Retype, without any changes, every line below from the very first one down through the line containing "x=329 y=345".

※

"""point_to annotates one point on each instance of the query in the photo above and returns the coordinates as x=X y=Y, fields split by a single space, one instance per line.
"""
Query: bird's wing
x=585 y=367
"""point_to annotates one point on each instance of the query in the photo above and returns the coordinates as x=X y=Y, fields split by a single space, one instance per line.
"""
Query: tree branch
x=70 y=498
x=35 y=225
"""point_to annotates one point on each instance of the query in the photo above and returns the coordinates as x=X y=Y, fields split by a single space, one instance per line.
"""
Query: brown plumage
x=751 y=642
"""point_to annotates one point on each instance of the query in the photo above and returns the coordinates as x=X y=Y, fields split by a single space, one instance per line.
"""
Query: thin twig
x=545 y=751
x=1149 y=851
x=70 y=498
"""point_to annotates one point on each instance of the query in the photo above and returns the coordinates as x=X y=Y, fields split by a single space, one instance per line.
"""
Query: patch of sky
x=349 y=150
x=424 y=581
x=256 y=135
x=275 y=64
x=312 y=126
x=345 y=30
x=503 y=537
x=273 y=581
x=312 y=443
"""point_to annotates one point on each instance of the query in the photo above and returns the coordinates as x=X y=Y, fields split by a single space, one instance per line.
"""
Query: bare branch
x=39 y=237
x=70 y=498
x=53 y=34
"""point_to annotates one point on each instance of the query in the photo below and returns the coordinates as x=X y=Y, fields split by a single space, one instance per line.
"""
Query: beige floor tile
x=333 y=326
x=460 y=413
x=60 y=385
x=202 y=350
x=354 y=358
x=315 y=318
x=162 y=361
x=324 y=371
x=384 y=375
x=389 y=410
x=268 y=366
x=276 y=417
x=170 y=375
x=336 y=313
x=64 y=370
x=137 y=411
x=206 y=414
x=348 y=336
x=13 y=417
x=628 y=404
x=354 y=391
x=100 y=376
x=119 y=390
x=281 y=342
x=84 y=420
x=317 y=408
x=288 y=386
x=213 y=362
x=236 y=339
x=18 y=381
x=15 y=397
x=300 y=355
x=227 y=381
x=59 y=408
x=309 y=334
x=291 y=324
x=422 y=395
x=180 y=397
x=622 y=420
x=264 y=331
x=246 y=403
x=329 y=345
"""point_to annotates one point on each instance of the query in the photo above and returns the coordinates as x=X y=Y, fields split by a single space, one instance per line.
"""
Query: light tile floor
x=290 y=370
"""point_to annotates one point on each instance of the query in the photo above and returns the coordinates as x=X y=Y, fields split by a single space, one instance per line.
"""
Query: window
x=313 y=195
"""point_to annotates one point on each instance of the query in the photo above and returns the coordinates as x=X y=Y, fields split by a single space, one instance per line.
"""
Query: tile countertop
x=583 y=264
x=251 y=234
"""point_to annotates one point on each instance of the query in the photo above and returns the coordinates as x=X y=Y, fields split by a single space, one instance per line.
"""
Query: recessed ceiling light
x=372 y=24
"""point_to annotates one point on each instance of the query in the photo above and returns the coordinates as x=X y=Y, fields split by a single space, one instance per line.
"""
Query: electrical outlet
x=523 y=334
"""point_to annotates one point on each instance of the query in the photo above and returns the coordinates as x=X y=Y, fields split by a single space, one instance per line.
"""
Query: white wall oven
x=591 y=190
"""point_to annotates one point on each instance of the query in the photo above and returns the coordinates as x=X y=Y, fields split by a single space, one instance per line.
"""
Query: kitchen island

※

[Answer]:
"""point_to annotates one point on each instance of the query in the photo above and returns the coordinates as x=X y=Y, fields split by a single space, one instance per line.
"""
Query: bird's wing
x=585 y=367
"""point_to annotates one point on each instance of the query in the photo above and returns the coordinates as x=X y=Y, fields split by a single space, one instance per line.
"""
Query: tree branch
x=70 y=498
x=35 y=225
"""point_to annotates one point on each instance of the query in the photo above and returns the coordinates as x=X y=Y, fields split by a single space, one instance per line.
"""
Query: brown plumage
x=751 y=642
"""point_to annotates one point on each instance of the query in the photo above and returns the coordinates as x=X y=Y, fields split by a single space, one instance per line.
"""
Query: thin twig
x=545 y=751
x=1149 y=851
x=70 y=498
"""point_to annotates one point on each instance of the query in the photo above and returns the coordinates as x=X y=Y, fields split by a single space, one instance per line.
"""
Query: patch of sky
x=349 y=150
x=424 y=581
x=256 y=135
x=275 y=64
x=312 y=126
x=345 y=30
x=503 y=537
x=273 y=581
x=312 y=443
"""point_to annotates one point on each instance of the query in the photo above and returns the coordinates as x=X y=Y, fields split by a single space, one instance per line.
"""
Query: bare branch
x=39 y=237
x=70 y=498
x=53 y=34
"""point_to annotates one point on each instance of the query in the photo below and returns the coordinates as x=X y=Y, fields split by a single space, one instance per line.
"""
Query: beige floor tile
x=333 y=326
x=460 y=413
x=60 y=385
x=202 y=350
x=354 y=358
x=315 y=318
x=162 y=361
x=324 y=371
x=384 y=375
x=389 y=410
x=268 y=366
x=276 y=417
x=170 y=375
x=336 y=313
x=64 y=370
x=137 y=411
x=206 y=414
x=348 y=336
x=13 y=417
x=628 y=404
x=354 y=391
x=100 y=376
x=119 y=390
x=281 y=342
x=84 y=420
x=317 y=408
x=288 y=386
x=213 y=362
x=236 y=339
x=18 y=381
x=15 y=397
x=300 y=355
x=227 y=381
x=59 y=408
x=309 y=334
x=291 y=324
x=422 y=395
x=180 y=397
x=622 y=420
x=264 y=331
x=246 y=403
x=329 y=345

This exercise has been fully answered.